# PROVIDED PASSAGE start

Flattening JSON Data With Databricks

Ivan Vazharov gives us a Databricks notebook to parse and flatten JSON using PySpark:

With Databricks you get:

  • An easy way to infer the JSON schema and avoid creating it manually
  • Subtle changes in the JSON schema won’t break things
  • The ability to explode nested lists into rows in a very easy way (see the Notebook below)
  • Speed!

Following is an example Databricks Notebook (Python) demonstrating the above claims. The JSON sample consists of an imaginary JSON result set, which contains a list of car models within a list of car vendors within a list of people. We want to flatten this result into a dataframe.

Click through for the notebook.

JSON Output And SSIS

Stacia Varga works around an oddity in the way SSIS reads JSON outputs:

What happened? The T-SQL produces the correct results in SQL Server Management Studio (SSMS). However, in SSIS, the same T-SQL statement in an OLE DB Source in a Data Flow Task produces two rows of data which adds a line feed into the flat file and renders the JSON unusable.

The problem is visible even before sending output to the flat file.

Click the link to see how Stacia solves this problem.

JSON Data In SSIS

Stacia Varga shows a few methods for handling JSON data in SQL Server Integration Services:

And then I had to write about it in my book Introducing Microsoft SQL Server 2016 (which is free to download) when JSON support was added to SQL Server 2016. But I still didn’t have clients using JSON. It was interesting to me that I could use SQL Server to work with JSON data, but it was still theoretical to me rather than practical.

Therefore, I never thought much about how I would handle it in SQL Server Integration Services (SSIS). I just didn’t have a reason.

Until now. This seems to be the year that I am bumping into JSON left and right. It’s everywhere!

Read on for those methods as well as Stacia’s recommendation.

Loading JSON-Based Data Into SQL Server From .NET

Chris Koester has a quick example demonstrating one way take JSON data from .NET code and load it into SQL Server:

Next we need to create a stored procedure that will accept JSON text as a parameter and insert it into the table. Two important points here:

  • JSON text must use the NVARCHAR(MAX) data type in SQL Server in order to support the JSON functions.

  • The OPENJSON function is used to convert the JSON text into a rowset, which is then inserted into the previously created table.

The whole process is quite easy; check it out.

Using JSON_MODIFY To Modify Existing JSON

Jovan Popovic shows off the JSON_MODIFY function in SQL Server:

Recently I found this question on stack overflow. The problem was in appending a new JSON object to the existing JSON array:

UPDATE TheTable
SET TheJSON = JSON_MODIFY(TheJSON, 'append $', N'{"id": 3, "name": "Three"}')

# PROVIDED PASSAGE end
# SUPPLIED INFORMATION start

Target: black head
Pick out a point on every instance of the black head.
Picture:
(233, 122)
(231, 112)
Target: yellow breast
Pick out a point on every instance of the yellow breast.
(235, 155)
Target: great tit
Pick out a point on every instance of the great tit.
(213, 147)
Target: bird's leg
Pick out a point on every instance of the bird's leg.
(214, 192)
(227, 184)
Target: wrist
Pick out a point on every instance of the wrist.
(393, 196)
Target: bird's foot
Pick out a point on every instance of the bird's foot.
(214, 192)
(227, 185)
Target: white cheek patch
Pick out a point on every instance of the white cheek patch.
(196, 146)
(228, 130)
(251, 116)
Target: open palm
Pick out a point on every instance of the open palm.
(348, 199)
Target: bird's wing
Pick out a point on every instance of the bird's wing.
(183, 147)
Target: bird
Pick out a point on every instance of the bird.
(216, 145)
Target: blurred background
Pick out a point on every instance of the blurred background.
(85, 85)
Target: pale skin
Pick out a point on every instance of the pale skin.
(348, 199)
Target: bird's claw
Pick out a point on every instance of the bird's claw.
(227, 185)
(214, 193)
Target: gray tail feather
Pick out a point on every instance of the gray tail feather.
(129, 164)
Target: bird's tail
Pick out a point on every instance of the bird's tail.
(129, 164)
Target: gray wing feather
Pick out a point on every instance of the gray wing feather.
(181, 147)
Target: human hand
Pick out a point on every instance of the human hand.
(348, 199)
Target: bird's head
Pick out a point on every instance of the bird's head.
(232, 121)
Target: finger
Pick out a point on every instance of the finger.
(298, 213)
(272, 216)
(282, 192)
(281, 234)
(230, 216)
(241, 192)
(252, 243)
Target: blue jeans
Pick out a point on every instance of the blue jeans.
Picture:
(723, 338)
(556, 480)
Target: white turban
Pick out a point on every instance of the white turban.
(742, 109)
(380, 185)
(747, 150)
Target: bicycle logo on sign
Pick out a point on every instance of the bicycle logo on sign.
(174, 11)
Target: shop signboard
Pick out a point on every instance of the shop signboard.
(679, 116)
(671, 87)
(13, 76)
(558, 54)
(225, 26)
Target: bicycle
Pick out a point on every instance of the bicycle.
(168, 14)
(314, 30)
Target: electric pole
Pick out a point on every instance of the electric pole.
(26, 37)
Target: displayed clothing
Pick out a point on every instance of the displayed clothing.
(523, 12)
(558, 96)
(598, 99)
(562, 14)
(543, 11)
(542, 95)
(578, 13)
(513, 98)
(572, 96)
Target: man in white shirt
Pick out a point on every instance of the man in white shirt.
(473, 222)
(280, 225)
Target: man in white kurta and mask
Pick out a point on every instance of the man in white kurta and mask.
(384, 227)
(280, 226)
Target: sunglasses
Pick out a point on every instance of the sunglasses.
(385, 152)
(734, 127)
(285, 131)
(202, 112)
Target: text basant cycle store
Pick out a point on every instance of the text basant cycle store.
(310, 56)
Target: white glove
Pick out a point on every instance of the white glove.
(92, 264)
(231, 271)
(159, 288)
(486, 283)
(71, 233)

# SUPPLIED INFORMATION end

The passage on working with JSON says a T-SQL statement that works in SSMS leaves the JSON unusable in SSIS. In one to three sentences, explain why that happens.

In SSIS, the same T-SQL statement in an OLE DB Source in a Data Flow Task produces two rows of data. This adds a line feed into the flat file, which makes the JSON unusable.